### Entries provided

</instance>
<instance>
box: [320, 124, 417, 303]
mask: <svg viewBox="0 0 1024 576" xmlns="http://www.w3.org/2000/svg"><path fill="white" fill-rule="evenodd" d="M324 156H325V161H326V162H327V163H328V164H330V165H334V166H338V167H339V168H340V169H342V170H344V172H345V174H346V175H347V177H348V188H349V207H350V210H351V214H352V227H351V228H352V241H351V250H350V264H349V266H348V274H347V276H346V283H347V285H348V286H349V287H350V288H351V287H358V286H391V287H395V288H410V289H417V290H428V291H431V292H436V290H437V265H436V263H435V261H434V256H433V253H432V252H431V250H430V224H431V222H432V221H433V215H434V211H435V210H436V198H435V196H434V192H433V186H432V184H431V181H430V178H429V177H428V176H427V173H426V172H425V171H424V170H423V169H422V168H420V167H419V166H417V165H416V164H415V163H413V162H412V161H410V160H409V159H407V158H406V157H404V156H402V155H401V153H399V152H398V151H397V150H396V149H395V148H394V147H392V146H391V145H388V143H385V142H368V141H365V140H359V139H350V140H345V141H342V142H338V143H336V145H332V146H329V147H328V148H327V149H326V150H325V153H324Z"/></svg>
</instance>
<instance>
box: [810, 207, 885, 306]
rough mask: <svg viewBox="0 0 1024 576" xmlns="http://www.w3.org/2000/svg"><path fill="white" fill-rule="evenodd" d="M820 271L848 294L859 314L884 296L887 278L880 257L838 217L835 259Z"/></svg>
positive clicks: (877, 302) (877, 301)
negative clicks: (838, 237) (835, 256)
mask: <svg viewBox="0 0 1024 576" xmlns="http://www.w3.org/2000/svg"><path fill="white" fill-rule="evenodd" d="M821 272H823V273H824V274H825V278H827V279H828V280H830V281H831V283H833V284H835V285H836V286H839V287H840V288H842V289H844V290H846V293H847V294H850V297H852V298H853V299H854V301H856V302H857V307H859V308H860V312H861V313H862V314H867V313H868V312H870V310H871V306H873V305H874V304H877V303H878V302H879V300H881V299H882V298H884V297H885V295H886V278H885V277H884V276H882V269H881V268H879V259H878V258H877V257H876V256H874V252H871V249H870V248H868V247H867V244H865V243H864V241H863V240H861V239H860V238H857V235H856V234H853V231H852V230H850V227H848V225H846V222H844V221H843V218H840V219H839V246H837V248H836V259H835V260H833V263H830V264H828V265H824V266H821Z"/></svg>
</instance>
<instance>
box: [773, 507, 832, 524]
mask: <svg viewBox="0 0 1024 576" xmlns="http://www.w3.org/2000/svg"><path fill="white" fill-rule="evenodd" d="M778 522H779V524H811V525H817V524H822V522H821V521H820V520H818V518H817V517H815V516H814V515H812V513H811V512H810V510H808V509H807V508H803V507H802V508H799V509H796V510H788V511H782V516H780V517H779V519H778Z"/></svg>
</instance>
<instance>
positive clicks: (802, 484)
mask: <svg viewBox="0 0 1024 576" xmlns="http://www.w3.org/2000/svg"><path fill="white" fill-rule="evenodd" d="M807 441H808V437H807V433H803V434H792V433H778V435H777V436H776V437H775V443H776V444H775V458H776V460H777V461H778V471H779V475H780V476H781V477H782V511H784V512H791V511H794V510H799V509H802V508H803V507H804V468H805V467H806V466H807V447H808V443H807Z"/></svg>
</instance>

### Action item
How many lines of the records above contain the string "positive"? Reply with the number only.

### Written solution
2